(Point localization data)
-------

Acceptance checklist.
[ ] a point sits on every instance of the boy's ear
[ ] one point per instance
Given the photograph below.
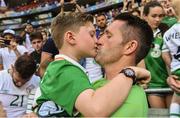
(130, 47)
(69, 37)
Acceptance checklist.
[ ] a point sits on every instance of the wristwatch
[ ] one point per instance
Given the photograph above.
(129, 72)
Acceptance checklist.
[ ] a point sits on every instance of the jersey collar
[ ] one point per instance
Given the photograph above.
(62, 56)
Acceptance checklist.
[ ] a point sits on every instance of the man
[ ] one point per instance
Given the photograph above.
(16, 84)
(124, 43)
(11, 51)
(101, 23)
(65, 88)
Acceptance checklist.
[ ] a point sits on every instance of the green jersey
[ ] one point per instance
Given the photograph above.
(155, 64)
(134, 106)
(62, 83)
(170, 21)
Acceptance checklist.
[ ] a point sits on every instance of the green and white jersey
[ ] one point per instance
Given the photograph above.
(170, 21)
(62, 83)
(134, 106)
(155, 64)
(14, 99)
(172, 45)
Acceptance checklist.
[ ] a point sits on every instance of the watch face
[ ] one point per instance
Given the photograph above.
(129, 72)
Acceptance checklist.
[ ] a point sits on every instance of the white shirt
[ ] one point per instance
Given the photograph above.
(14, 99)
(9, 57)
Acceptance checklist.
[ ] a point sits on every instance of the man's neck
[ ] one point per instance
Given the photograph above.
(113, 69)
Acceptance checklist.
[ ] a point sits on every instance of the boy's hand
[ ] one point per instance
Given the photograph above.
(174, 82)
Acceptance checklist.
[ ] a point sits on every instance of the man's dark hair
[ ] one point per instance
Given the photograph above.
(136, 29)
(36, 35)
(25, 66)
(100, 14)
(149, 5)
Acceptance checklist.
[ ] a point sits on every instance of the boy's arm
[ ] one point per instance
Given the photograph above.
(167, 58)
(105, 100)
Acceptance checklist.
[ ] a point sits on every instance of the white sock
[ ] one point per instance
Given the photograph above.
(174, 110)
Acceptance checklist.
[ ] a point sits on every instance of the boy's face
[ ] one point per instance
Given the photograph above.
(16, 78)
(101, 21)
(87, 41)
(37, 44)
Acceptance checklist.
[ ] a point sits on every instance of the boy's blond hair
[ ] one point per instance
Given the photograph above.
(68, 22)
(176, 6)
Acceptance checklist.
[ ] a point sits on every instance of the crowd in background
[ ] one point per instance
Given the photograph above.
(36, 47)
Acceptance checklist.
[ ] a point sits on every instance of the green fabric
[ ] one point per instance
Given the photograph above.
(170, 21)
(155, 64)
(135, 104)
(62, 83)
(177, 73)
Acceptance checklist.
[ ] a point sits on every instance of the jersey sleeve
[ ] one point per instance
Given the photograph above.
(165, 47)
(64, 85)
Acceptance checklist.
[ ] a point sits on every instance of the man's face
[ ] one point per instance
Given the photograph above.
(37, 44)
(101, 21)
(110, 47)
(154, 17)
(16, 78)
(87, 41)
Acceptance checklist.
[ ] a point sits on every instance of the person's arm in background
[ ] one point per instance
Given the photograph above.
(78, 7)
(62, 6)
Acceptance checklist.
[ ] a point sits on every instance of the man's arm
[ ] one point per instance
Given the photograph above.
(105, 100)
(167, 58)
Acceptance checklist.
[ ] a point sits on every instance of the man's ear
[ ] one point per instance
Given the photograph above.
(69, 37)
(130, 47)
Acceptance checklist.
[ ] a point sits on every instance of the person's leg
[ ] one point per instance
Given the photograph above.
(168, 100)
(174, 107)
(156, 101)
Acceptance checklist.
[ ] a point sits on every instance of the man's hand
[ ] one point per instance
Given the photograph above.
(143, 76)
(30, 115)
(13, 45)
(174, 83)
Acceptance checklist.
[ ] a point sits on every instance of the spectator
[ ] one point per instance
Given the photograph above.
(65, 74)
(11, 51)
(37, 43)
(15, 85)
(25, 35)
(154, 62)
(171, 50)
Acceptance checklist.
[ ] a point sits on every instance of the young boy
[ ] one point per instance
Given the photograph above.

-------

> **PROBLEM TO WORK ON**
From the entries, copy every line in which the word "background" occurs.

> **TASK SOLUTION**
[ ] a point sits on every instance of the crowd in background
[ ] a point sits on every instance of the person's arm in background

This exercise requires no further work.